Stated exercise A> List each line of the rows below that contains the string "microwave".

━━━━━ Text passage ━━━━━

Hence, it is desirable to provide a solution on a multiprocessor architecture that provides a simple scalable and power-saving solution for decoding video, particularly, coded with advanced video coding standards.
Embodiments of the present invention are directed to systems and methods for decoding compressed video data. In particular, embodiments of the invention enable decoding of compressed video data effectively in a symmetric multiple processor architecture.
According to an implementation, the method includes storing the compressed video data in a memory shared by a group of symmetric multiple processors. The video includes a plurality of frames and each of the plurality of frames has one or more slices. Such one or more slices are assigned, by a main processor, of the group of symmetric multiple processors to one or more of the group of multiple processors. The one or more assigned slices are partially decoded by the group of multiple processors and the partially decoded one or more slices are stored in the memory. Subsequently, each of the plurality of frames having at least one partially decoded slice is assigned to one or more of the group of multiple processors. In a successive progression, the group of multiple processors in combination fully decodes each of the plurality of frames.
These and other advantages and features of the present invention will become more fully apparent from the following description and appended claims, or may be learned by the practice of the invention as set forth hereinafter.

━━━━━ Given records ━━━━━

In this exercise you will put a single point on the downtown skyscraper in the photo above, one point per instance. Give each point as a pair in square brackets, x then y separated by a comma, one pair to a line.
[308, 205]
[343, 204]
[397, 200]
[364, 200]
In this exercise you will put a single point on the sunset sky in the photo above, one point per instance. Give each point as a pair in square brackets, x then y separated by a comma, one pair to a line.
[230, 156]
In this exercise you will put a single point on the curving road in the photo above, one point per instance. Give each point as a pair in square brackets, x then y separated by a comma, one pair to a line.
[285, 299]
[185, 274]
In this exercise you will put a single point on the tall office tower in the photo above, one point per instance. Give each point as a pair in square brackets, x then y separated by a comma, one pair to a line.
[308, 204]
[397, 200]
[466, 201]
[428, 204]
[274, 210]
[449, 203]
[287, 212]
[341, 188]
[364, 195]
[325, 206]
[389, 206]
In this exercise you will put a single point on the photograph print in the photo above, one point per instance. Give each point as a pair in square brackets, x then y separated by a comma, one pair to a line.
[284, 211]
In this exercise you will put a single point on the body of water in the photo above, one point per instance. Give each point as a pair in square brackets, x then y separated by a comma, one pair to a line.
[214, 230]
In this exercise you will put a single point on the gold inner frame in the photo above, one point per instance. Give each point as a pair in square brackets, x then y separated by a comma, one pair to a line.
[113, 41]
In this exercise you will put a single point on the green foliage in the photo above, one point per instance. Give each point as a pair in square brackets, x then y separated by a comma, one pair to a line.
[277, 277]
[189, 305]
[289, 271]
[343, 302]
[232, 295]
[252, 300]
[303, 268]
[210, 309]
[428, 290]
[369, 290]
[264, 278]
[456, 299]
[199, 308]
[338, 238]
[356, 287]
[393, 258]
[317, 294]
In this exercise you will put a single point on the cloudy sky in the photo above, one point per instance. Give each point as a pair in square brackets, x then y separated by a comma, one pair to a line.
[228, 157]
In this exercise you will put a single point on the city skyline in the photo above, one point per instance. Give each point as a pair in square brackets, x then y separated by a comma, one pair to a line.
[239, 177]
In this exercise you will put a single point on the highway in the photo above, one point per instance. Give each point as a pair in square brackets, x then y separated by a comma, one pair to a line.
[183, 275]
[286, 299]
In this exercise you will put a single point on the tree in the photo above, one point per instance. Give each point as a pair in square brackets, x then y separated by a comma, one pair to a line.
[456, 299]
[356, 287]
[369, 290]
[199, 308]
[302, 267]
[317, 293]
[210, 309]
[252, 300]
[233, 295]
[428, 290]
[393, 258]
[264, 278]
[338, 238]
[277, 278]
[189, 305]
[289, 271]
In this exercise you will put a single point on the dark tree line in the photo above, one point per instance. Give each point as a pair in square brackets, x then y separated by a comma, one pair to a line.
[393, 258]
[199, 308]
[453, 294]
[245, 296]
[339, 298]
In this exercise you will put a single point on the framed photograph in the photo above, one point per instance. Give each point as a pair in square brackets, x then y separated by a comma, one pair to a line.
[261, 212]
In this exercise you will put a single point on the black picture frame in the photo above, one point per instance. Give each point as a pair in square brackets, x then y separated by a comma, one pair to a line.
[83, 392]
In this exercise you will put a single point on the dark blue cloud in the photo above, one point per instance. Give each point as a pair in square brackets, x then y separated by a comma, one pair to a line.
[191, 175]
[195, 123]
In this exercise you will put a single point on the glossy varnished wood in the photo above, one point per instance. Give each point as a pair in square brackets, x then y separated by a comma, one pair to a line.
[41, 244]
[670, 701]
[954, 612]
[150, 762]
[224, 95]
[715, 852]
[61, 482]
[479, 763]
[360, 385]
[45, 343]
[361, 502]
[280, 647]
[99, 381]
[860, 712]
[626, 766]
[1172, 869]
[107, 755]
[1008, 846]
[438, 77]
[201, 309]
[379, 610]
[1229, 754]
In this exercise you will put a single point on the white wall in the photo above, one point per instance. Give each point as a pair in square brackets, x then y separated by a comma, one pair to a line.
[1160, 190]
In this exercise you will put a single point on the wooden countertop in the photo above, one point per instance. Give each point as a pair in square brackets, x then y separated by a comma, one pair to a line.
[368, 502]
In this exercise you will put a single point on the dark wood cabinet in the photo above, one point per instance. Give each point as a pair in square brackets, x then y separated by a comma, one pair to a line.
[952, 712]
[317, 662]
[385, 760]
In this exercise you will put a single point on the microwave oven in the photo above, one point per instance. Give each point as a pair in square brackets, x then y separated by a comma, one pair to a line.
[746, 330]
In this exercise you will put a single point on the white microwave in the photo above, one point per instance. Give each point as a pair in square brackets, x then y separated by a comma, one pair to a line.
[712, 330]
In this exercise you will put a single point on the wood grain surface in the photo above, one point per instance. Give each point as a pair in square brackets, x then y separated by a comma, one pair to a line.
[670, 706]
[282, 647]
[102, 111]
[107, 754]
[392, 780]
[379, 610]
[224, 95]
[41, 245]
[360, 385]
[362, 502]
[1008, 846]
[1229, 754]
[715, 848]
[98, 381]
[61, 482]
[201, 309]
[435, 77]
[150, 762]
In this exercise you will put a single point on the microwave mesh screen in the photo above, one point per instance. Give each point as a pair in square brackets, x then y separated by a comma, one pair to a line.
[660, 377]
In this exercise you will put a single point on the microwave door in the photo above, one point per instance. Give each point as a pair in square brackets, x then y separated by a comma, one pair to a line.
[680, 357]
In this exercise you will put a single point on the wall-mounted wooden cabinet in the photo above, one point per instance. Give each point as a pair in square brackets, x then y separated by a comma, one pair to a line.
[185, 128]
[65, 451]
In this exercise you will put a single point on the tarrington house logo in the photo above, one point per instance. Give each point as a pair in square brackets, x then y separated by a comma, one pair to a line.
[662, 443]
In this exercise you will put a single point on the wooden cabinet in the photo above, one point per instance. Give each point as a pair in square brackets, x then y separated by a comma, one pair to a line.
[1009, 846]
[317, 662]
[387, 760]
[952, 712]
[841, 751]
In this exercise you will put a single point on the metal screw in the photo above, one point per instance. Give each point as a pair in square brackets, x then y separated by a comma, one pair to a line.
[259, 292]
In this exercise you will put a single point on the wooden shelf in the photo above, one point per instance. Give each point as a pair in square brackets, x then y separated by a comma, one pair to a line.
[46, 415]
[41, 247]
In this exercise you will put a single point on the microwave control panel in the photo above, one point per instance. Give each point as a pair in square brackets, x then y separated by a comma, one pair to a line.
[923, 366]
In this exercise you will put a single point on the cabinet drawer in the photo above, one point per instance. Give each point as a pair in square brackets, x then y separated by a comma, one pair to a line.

━━━━━

Stated exercise B> According to the passage on video decoding, what assigns the slices to processors in the group?

Full output A>
In this exercise you will put a single point on the microwave oven in the photo above, one point per instance. Give each point as a pair in square brackets, x then y separated by a comma, one pair to a line.
In this exercise you will put a single point on the white microwave in the photo above, one point per instance. Give each point as a pair in square brackets, x then y separated by a comma, one pair to a line.
In this exercise you will put a single point on the microwave mesh screen in the photo above, one point per instance. Give each point as a pair in square brackets, x then y separated by a comma, one pair to a line.
In this exercise you will put a single point on the microwave door in the photo above, one point per instance. Give each point as a pair in square brackets, x then y separated by a comma, one pair to a line.
In this exercise you will put a single point on the microwave control panel in the photo above, one point per instance. Give each point as a pair in square brackets, x then y separated by a comma, one pair to a line.

Full output B> A main processor of the group of symmetric multiple processors assigns them.